- **Work to complete**
Return all the data below as a JSON list of strings, with one string for each line and no entries for blank lines.

— START OF Available records —

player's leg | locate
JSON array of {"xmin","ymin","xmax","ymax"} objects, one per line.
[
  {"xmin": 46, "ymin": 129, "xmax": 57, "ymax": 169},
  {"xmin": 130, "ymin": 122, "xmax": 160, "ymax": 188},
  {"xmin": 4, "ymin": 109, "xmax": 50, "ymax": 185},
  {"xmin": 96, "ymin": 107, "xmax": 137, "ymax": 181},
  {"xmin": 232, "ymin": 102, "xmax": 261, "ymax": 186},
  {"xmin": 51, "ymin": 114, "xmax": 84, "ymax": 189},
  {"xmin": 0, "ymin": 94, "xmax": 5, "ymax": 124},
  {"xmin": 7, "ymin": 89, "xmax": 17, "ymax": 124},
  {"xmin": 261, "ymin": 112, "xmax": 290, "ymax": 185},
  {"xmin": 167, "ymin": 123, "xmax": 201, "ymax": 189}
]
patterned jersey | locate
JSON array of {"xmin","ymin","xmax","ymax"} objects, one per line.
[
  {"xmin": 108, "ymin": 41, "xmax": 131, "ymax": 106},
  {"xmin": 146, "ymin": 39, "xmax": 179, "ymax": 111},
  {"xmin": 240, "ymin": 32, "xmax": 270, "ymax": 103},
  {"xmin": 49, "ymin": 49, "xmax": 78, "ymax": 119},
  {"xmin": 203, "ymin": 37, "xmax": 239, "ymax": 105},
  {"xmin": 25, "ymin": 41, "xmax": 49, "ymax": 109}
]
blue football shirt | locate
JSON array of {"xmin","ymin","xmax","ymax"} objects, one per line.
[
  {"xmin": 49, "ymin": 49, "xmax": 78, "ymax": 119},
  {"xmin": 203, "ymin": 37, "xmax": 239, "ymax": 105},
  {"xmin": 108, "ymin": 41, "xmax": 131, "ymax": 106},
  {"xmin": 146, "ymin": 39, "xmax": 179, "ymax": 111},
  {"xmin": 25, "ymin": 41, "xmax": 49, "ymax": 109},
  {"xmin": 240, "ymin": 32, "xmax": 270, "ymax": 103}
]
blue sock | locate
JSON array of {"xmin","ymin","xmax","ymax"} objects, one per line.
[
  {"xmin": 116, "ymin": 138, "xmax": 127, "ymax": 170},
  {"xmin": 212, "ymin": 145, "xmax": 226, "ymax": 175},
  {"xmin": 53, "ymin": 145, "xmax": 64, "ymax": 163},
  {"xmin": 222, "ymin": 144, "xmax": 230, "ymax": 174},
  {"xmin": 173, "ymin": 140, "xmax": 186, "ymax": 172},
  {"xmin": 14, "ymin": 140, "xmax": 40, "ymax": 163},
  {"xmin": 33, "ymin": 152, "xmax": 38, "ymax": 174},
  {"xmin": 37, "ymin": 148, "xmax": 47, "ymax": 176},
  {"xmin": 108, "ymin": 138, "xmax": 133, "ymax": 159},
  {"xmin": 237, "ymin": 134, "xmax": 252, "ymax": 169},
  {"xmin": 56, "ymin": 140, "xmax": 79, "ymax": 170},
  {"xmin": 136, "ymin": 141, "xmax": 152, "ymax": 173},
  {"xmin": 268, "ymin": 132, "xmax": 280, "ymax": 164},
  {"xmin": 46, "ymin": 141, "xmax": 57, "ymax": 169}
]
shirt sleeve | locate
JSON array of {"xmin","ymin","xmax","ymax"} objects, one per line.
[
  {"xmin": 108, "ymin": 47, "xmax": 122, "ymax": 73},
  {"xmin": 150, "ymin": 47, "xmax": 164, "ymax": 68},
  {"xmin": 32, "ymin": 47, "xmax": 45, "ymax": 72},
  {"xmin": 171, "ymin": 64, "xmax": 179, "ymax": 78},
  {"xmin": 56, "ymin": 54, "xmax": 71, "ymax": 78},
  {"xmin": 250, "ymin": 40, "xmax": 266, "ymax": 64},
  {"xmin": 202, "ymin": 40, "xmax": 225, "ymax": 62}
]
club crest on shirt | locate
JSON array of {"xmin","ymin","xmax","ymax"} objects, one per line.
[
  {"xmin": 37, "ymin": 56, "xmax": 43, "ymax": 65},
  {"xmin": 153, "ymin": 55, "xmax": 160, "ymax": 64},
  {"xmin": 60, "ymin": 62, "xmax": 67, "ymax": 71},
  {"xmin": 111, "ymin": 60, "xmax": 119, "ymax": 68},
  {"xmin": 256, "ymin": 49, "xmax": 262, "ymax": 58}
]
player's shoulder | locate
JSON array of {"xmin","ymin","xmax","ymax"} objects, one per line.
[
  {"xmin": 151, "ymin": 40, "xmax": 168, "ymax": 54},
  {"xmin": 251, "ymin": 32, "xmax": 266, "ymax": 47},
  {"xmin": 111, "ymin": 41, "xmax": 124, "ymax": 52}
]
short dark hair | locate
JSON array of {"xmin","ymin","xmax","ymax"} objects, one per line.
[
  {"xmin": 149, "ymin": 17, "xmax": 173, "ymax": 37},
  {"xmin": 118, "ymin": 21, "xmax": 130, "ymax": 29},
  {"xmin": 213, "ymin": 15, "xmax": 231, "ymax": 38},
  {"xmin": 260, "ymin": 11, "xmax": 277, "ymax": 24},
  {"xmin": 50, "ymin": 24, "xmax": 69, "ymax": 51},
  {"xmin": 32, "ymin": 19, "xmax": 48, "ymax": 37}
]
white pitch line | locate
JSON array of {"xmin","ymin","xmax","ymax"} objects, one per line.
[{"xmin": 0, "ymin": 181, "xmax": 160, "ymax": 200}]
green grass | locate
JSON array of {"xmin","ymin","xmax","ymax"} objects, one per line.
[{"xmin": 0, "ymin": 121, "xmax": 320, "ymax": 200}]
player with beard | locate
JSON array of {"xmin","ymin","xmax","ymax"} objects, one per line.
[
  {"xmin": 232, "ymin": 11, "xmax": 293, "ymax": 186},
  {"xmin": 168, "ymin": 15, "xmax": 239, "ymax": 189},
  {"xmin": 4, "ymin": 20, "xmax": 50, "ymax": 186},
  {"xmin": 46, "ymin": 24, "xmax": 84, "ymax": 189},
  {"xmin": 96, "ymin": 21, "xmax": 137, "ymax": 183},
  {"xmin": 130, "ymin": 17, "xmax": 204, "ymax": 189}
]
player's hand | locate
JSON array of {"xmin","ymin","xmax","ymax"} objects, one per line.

— END OF Available records —

- **Expected answer**
[
  "player's leg | locate",
  "JSON array of {\"xmin\",\"ymin\",\"xmax\",\"ymax\"} objects, one per line.",
  "[",
  "  {\"xmin\": 46, \"ymin\": 129, \"xmax\": 57, \"ymax\": 169},",
  "  {\"xmin\": 130, \"ymin\": 122, \"xmax\": 160, \"ymax\": 188},",
  "  {\"xmin\": 4, \"ymin\": 109, \"xmax\": 50, \"ymax\": 185},",
  "  {\"xmin\": 96, \"ymin\": 107, \"xmax\": 137, \"ymax\": 181},",
  "  {\"xmin\": 232, \"ymin\": 102, \"xmax\": 261, \"ymax\": 186},",
  "  {\"xmin\": 51, \"ymin\": 114, \"xmax\": 84, \"ymax\": 189},",
  "  {\"xmin\": 0, \"ymin\": 94, \"xmax\": 5, \"ymax\": 124},",
  "  {\"xmin\": 7, \"ymin\": 89, \"xmax\": 17, \"ymax\": 124},",
  "  {\"xmin\": 261, \"ymin\": 112, \"xmax\": 290, \"ymax\": 185},",
  "  {\"xmin\": 167, \"ymin\": 123, \"xmax\": 201, \"ymax\": 189}",
  "]",
  "patterned jersey | locate",
  "JSON array of {\"xmin\",\"ymin\",\"xmax\",\"ymax\"} objects, one per line.",
  "[",
  "  {\"xmin\": 108, \"ymin\": 41, \"xmax\": 131, \"ymax\": 106},",
  "  {\"xmin\": 146, \"ymin\": 39, \"xmax\": 179, \"ymax\": 111},",
  "  {\"xmin\": 240, \"ymin\": 32, \"xmax\": 270, \"ymax\": 103},",
  "  {\"xmin\": 49, \"ymin\": 49, \"xmax\": 78, \"ymax\": 119},",
  "  {\"xmin\": 203, \"ymin\": 37, \"xmax\": 239, \"ymax\": 105},",
  "  {\"xmin\": 25, \"ymin\": 41, \"xmax\": 49, \"ymax\": 109}",
  "]",
  "blue football shirt | locate",
  "JSON array of {\"xmin\",\"ymin\",\"xmax\",\"ymax\"} objects, one per line.",
  "[",
  "  {\"xmin\": 49, \"ymin\": 49, \"xmax\": 78, \"ymax\": 119},",
  "  {\"xmin\": 203, \"ymin\": 37, \"xmax\": 239, \"ymax\": 105},",
  "  {\"xmin\": 108, \"ymin\": 41, \"xmax\": 131, \"ymax\": 106},",
  "  {\"xmin\": 146, \"ymin\": 39, \"xmax\": 179, \"ymax\": 111},",
  "  {\"xmin\": 25, \"ymin\": 41, \"xmax\": 49, \"ymax\": 109},",
  "  {\"xmin\": 240, \"ymin\": 32, \"xmax\": 270, \"ymax\": 103}",
  "]",
  "blue sock | locate",
  "JSON array of {\"xmin\",\"ymin\",\"xmax\",\"ymax\"} objects, one per line.",
  "[",
  "  {\"xmin\": 116, \"ymin\": 138, \"xmax\": 127, \"ymax\": 170},",
  "  {\"xmin\": 212, \"ymin\": 145, \"xmax\": 226, \"ymax\": 175},",
  "  {\"xmin\": 53, \"ymin\": 145, \"xmax\": 64, \"ymax\": 163},",
  "  {\"xmin\": 222, \"ymin\": 144, \"xmax\": 230, \"ymax\": 174},",
  "  {\"xmin\": 173, \"ymin\": 140, \"xmax\": 186, \"ymax\": 172},",
  "  {\"xmin\": 14, \"ymin\": 140, \"xmax\": 40, \"ymax\": 163},",
  "  {\"xmin\": 33, \"ymin\": 152, \"xmax\": 38, \"ymax\": 174},",
  "  {\"xmin\": 37, \"ymin\": 148, \"xmax\": 47, \"ymax\": 176},",
  "  {\"xmin\": 108, \"ymin\": 138, \"xmax\": 133, \"ymax\": 159},",
  "  {\"xmin\": 237, \"ymin\": 134, \"xmax\": 252, \"ymax\": 169},",
  "  {\"xmin\": 56, \"ymin\": 140, \"xmax\": 79, \"ymax\": 170},",
  "  {\"xmin\": 136, \"ymin\": 141, \"xmax\": 152, \"ymax\": 173},",
  "  {\"xmin\": 268, \"ymin\": 132, \"xmax\": 280, \"ymax\": 164},",
  "  {\"xmin\": 46, \"ymin\": 141, \"xmax\": 57, \"ymax\": 169}",
  "]",
  "shirt sleeve | locate",
  "JSON array of {\"xmin\",\"ymin\",\"xmax\",\"ymax\"} objects, one per line.",
  "[",
  "  {\"xmin\": 108, \"ymin\": 47, \"xmax\": 122, \"ymax\": 73},",
  "  {\"xmin\": 150, \"ymin\": 47, \"xmax\": 164, \"ymax\": 68},",
  "  {\"xmin\": 32, \"ymin\": 47, \"xmax\": 45, \"ymax\": 72},",
  "  {\"xmin\": 171, \"ymin\": 64, \"xmax\": 179, \"ymax\": 78},",
  "  {\"xmin\": 56, \"ymin\": 54, \"xmax\": 71, \"ymax\": 78},",
  "  {\"xmin\": 250, \"ymin\": 40, \"xmax\": 266, \"ymax\": 64},",
  "  {\"xmin\": 202, \"ymin\": 40, \"xmax\": 225, \"ymax\": 62}",
  "]",
  "club crest on shirt | locate",
  "JSON array of {\"xmin\",\"ymin\",\"xmax\",\"ymax\"} objects, one per line.",
  "[",
  "  {\"xmin\": 37, \"ymin\": 56, \"xmax\": 43, \"ymax\": 65},",
  "  {\"xmin\": 153, \"ymin\": 55, \"xmax\": 160, \"ymax\": 64},",
  "  {\"xmin\": 60, \"ymin\": 62, \"xmax\": 67, \"ymax\": 71},",
  "  {\"xmin\": 111, \"ymin\": 60, \"xmax\": 119, \"ymax\": 68},",
  "  {\"xmin\": 256, \"ymin\": 49, \"xmax\": 262, \"ymax\": 58}",
  "]",
  "player's shoulder | locate",
  "JSON array of {\"xmin\",\"ymin\",\"xmax\",\"ymax\"} objects, one per line.",
  "[",
  "  {\"xmin\": 151, \"ymin\": 40, \"xmax\": 168, \"ymax\": 54},",
  "  {\"xmin\": 251, \"ymin\": 32, \"xmax\": 266, \"ymax\": 47},",
  "  {\"xmin\": 111, \"ymin\": 41, \"xmax\": 124, \"ymax\": 52}",
  "]",
  "short dark hair | locate",
  "JSON array of {\"xmin\",\"ymin\",\"xmax\",\"ymax\"} objects, one per line.",
  "[",
  "  {\"xmin\": 149, \"ymin\": 17, \"xmax\": 173, \"ymax\": 37},",
  "  {\"xmin\": 118, \"ymin\": 21, \"xmax\": 130, \"ymax\": 29},",
  "  {\"xmin\": 213, \"ymin\": 15, \"xmax\": 231, \"ymax\": 38},",
  "  {\"xmin\": 260, \"ymin\": 11, \"xmax\": 277, \"ymax\": 24},",
  "  {\"xmin\": 50, \"ymin\": 24, \"xmax\": 69, \"ymax\": 51},",
  "  {\"xmin\": 32, \"ymin\": 19, \"xmax\": 48, \"ymax\": 37}",
  "]",
  "white pitch line | locate",
  "JSON array of {\"xmin\",\"ymin\",\"xmax\",\"ymax\"} objects, one per line.",
  "[{\"xmin\": 0, \"ymin\": 181, \"xmax\": 160, \"ymax\": 200}]",
  "green grass | locate",
  "JSON array of {\"xmin\",\"ymin\",\"xmax\",\"ymax\"} objects, one per line.",
  "[{\"xmin\": 0, \"ymin\": 121, \"xmax\": 320, \"ymax\": 200}]",
  "player with beard | locate",
  "JSON array of {\"xmin\",\"ymin\",\"xmax\",\"ymax\"} objects, one per line.",
  "[",
  "  {\"xmin\": 232, \"ymin\": 11, \"xmax\": 293, \"ymax\": 186},",
  "  {\"xmin\": 168, \"ymin\": 15, \"xmax\": 239, \"ymax\": 189},",
  "  {\"xmin\": 4, \"ymin\": 20, \"xmax\": 50, \"ymax\": 186},",
  "  {\"xmin\": 46, \"ymin\": 24, \"xmax\": 84, \"ymax\": 189},",
  "  {\"xmin\": 96, \"ymin\": 21, \"xmax\": 137, \"ymax\": 183},",
  "  {\"xmin\": 130, \"ymin\": 17, \"xmax\": 204, \"ymax\": 189}",
  "]",
  "player's hand | locate",
  "JSON array of {\"xmin\",\"ymin\",\"xmax\",\"ymax\"} objects, one per line."
]